Rewrite the stretch of the data below, from the line containing "For practice, label the brandenburg" through the end of the data, as a Markdown table with columns n and Line. Give each line its own numbered row and leave out blank lines.
#### Material ####
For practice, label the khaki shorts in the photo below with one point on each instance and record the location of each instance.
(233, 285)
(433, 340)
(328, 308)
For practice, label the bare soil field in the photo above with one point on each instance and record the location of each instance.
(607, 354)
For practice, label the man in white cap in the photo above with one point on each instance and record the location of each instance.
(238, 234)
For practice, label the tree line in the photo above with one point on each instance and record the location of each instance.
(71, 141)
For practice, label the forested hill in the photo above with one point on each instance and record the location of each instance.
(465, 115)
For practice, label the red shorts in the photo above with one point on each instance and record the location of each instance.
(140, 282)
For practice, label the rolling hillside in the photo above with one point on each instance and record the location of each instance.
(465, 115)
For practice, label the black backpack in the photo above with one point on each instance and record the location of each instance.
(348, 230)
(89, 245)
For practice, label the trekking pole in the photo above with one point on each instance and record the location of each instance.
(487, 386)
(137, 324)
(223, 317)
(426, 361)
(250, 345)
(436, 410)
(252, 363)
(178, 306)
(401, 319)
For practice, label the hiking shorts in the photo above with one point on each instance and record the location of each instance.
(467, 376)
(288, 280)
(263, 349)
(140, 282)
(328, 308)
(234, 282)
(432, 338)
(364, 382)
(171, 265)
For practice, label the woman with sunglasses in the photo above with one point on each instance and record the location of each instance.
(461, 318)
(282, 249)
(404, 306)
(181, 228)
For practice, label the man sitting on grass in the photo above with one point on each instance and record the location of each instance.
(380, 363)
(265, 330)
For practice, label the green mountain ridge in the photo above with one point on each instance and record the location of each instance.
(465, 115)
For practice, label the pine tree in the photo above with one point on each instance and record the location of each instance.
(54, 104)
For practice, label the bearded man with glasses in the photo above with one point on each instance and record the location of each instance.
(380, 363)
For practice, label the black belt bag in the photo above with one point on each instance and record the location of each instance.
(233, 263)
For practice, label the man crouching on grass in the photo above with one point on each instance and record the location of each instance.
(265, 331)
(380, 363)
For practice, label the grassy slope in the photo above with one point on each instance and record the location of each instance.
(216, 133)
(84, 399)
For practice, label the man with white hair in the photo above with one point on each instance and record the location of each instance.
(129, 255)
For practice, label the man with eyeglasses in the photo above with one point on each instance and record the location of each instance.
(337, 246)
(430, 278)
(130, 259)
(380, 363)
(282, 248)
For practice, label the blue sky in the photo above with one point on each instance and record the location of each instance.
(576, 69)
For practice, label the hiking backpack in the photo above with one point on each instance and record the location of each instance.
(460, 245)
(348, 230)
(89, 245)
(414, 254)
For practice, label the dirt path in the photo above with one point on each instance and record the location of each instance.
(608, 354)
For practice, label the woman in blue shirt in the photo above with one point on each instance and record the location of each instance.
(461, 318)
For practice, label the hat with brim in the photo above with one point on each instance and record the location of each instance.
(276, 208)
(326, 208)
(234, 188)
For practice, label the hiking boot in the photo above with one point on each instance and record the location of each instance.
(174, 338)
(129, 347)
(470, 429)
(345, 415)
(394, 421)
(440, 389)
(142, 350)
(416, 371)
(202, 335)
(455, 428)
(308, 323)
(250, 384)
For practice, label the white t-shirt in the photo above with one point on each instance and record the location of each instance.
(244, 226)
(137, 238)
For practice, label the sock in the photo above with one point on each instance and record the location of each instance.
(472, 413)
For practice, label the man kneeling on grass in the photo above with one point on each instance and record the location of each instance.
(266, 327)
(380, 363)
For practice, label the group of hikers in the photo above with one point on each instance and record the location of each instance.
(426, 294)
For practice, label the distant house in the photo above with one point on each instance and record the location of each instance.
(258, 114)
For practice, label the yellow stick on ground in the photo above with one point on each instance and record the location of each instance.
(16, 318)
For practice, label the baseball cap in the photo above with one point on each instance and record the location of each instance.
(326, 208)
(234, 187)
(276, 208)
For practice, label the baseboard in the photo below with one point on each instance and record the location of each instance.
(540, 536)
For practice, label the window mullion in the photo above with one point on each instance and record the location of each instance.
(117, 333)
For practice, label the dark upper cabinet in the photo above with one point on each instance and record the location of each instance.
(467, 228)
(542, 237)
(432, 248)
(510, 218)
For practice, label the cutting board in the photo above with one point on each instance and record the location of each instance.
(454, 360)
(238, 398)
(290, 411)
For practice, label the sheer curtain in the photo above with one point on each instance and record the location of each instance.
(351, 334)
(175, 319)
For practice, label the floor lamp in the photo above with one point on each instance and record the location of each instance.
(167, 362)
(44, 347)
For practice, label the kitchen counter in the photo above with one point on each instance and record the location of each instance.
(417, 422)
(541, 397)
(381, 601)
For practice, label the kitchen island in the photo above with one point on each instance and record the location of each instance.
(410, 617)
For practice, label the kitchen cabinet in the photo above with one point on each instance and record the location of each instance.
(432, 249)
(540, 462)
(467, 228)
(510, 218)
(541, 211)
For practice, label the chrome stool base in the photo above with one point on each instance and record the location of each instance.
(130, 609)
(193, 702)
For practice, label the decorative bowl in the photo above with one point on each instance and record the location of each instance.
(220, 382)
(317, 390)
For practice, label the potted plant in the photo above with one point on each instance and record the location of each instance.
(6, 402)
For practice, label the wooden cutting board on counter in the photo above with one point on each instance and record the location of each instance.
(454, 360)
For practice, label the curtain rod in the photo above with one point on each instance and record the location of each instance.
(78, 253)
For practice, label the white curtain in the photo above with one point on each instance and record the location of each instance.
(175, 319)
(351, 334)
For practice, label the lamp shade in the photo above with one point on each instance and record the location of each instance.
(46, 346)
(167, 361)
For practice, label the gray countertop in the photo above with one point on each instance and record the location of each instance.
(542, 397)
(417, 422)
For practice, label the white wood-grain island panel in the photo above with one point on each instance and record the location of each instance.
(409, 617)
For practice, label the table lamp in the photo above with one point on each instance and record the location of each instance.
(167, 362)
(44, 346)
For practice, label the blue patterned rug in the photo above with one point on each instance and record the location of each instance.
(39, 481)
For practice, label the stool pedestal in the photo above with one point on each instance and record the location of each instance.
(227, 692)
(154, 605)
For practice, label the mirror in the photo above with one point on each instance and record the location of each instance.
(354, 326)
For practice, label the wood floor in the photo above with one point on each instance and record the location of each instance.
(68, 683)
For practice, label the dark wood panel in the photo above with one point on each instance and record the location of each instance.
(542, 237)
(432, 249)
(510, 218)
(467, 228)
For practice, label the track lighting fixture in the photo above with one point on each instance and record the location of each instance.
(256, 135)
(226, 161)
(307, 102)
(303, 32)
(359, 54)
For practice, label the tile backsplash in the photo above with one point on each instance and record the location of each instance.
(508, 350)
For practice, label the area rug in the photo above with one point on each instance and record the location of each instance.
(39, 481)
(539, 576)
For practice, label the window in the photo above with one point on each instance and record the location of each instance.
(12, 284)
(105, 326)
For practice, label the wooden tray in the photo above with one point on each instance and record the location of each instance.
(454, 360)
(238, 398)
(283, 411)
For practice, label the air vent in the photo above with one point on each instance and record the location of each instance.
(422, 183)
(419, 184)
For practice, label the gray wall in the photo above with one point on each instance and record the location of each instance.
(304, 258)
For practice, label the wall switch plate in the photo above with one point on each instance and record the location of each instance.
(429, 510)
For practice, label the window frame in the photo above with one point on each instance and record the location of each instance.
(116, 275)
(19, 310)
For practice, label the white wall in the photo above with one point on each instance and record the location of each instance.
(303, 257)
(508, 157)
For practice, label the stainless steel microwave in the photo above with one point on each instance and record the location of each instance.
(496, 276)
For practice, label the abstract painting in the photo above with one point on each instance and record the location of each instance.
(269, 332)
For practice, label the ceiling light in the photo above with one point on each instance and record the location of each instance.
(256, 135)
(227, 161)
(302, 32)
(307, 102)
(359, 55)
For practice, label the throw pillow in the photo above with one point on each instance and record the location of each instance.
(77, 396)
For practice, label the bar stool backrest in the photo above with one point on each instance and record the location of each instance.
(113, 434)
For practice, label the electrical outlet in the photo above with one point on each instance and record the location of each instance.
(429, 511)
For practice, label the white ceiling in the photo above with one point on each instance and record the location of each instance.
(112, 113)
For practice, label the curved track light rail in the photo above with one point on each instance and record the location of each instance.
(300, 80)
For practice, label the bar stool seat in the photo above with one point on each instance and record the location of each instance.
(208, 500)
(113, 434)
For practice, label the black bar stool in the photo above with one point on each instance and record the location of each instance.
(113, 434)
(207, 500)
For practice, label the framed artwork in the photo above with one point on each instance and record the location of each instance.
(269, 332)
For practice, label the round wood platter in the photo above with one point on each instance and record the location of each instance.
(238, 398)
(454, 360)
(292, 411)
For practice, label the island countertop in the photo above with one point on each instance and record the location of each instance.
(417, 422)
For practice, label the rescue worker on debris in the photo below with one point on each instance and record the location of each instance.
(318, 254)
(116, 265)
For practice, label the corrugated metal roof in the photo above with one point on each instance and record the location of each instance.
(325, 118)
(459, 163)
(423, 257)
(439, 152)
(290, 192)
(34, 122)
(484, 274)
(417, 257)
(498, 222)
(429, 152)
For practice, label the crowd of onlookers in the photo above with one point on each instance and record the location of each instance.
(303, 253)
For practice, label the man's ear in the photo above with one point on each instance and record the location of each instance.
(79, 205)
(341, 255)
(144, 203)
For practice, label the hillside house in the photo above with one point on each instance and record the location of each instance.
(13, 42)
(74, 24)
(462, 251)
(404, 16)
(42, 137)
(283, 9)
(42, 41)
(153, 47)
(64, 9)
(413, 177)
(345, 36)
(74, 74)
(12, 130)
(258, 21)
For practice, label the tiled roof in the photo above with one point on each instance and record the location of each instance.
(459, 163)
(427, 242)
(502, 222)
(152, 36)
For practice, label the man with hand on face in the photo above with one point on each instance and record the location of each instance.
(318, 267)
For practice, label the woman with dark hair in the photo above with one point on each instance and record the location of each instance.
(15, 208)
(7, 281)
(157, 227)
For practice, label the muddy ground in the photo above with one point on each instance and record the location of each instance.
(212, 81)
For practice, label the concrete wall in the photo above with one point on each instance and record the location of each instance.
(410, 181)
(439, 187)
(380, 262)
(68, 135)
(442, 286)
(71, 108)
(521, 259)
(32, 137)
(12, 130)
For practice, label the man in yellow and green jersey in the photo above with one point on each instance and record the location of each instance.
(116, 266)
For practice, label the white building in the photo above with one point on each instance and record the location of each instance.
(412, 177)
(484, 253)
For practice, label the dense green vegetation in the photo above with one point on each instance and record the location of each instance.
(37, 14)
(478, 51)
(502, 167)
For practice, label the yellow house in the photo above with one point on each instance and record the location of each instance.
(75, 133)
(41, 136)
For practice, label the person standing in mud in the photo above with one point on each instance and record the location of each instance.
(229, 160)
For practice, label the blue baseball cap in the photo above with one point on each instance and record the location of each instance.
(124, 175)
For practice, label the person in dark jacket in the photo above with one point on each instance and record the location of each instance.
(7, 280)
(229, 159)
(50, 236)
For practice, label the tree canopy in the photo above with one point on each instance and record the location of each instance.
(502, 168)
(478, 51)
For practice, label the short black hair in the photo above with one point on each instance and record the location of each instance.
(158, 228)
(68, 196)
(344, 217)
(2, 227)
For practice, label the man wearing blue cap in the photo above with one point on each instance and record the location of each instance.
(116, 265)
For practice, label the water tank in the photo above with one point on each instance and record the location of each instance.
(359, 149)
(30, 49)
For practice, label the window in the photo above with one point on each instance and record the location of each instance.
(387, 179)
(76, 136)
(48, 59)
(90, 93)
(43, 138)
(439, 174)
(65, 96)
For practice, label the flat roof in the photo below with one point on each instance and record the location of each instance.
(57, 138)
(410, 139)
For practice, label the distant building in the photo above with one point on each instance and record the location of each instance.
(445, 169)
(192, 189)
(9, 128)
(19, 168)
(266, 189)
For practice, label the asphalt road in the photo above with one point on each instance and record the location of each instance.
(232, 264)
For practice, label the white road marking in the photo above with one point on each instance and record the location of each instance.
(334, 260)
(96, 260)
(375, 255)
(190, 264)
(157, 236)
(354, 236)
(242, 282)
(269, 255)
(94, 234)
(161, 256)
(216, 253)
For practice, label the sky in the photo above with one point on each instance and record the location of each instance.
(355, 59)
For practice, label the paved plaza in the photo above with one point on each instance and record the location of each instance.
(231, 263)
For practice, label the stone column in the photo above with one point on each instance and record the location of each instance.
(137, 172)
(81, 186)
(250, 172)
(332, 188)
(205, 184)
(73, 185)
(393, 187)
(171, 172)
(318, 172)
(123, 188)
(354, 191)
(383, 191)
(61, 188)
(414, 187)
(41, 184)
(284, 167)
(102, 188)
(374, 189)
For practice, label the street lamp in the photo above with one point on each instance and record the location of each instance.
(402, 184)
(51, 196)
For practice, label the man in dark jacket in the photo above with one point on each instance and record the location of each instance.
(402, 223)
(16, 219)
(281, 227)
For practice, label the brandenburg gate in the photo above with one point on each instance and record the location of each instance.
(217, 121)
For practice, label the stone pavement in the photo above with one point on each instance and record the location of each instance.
####
# [Full response]
| n | Line |
|---|---|
| 1 | For practice, label the brandenburg gate in the photo above with one point on each instance and record the location of each instance. |
| 2 | (217, 121) |
| 3 | For practice, label the stone pavement in the photo above with one point on each instance and record the location of each instance. |